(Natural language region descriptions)
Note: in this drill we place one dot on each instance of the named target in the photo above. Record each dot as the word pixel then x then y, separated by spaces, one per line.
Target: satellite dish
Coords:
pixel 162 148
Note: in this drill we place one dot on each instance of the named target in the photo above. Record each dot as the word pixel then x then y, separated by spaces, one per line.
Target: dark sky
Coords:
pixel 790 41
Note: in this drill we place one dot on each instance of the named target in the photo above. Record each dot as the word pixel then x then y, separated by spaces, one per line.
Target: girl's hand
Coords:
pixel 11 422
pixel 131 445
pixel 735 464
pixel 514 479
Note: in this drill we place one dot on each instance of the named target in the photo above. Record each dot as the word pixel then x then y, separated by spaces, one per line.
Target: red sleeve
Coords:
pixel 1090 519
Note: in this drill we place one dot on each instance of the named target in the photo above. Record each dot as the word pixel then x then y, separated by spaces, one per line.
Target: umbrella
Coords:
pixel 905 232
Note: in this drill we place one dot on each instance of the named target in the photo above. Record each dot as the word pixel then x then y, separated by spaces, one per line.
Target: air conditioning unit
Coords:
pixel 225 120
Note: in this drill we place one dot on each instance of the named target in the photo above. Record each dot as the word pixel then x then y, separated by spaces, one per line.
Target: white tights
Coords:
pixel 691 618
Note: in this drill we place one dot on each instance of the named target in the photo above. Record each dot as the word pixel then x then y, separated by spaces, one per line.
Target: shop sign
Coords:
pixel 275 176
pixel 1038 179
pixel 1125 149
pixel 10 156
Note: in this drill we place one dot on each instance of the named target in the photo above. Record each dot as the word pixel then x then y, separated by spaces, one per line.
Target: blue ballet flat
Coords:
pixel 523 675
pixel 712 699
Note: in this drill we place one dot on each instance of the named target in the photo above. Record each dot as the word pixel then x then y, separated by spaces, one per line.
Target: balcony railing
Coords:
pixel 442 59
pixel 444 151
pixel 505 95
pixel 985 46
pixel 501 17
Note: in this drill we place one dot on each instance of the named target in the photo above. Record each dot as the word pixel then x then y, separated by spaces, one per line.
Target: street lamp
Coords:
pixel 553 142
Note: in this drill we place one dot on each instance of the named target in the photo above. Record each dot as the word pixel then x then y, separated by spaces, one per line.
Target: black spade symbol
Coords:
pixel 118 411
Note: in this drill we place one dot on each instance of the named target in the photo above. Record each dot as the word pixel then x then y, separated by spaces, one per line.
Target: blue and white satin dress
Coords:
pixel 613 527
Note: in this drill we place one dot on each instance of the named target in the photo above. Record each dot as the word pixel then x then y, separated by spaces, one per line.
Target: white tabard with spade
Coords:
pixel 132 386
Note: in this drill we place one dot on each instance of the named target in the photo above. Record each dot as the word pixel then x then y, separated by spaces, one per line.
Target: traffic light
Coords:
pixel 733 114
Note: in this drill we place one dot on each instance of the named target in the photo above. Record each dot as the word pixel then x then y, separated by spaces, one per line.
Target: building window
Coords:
--
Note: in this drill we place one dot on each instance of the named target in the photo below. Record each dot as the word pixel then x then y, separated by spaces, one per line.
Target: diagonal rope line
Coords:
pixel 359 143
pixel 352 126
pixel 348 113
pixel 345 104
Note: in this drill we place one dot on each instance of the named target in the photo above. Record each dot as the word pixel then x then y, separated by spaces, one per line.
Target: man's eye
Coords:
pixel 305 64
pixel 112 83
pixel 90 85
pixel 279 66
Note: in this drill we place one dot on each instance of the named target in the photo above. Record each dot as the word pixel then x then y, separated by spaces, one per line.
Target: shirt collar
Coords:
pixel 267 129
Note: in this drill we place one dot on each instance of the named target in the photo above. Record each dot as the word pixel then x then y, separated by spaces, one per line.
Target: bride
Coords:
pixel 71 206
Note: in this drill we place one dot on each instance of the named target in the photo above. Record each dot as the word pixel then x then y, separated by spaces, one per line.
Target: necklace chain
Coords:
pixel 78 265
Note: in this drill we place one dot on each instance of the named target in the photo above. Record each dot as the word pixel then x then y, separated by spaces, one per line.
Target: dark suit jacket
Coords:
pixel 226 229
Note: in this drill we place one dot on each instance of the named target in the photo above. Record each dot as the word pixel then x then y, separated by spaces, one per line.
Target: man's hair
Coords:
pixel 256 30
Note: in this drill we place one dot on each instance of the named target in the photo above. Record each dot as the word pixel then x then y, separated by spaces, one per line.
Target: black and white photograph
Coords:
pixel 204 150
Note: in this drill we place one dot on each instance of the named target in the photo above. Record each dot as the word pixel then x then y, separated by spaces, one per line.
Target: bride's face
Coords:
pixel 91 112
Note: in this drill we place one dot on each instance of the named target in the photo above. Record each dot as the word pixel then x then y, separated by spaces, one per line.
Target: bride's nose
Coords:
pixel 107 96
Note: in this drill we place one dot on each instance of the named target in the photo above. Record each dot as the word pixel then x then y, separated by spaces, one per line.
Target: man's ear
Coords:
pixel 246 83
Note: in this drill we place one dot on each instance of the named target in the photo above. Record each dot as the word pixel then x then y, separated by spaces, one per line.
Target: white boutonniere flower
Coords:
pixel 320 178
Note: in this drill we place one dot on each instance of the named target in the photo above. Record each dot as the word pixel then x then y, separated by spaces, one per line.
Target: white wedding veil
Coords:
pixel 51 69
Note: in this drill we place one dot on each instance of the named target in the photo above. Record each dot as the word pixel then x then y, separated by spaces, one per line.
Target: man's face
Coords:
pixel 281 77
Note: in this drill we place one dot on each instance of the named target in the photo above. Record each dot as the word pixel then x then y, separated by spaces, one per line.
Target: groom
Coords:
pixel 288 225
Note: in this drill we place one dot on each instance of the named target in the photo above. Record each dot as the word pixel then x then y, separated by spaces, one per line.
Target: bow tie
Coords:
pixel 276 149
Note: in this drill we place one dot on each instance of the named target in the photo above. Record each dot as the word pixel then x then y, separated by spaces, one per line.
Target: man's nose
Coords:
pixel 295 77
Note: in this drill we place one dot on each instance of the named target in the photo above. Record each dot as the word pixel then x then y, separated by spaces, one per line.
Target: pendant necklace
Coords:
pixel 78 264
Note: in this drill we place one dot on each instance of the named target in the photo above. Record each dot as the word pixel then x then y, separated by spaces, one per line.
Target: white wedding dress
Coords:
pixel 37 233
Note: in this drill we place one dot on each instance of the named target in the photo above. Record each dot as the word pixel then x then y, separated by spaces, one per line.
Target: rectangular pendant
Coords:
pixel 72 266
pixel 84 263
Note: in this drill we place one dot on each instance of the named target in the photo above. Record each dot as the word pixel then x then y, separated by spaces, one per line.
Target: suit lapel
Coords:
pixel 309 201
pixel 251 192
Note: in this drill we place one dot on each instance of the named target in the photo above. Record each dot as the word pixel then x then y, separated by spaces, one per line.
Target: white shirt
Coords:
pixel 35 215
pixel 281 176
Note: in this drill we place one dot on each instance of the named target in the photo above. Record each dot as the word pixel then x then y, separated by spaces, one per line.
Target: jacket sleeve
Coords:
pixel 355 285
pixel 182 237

**TASK DIRECTIONS**
The records are given above. Copy each line in them that holds "dark".

**RESULT OF THIS TASK**
Target: dark sky
Target: dark suit jacket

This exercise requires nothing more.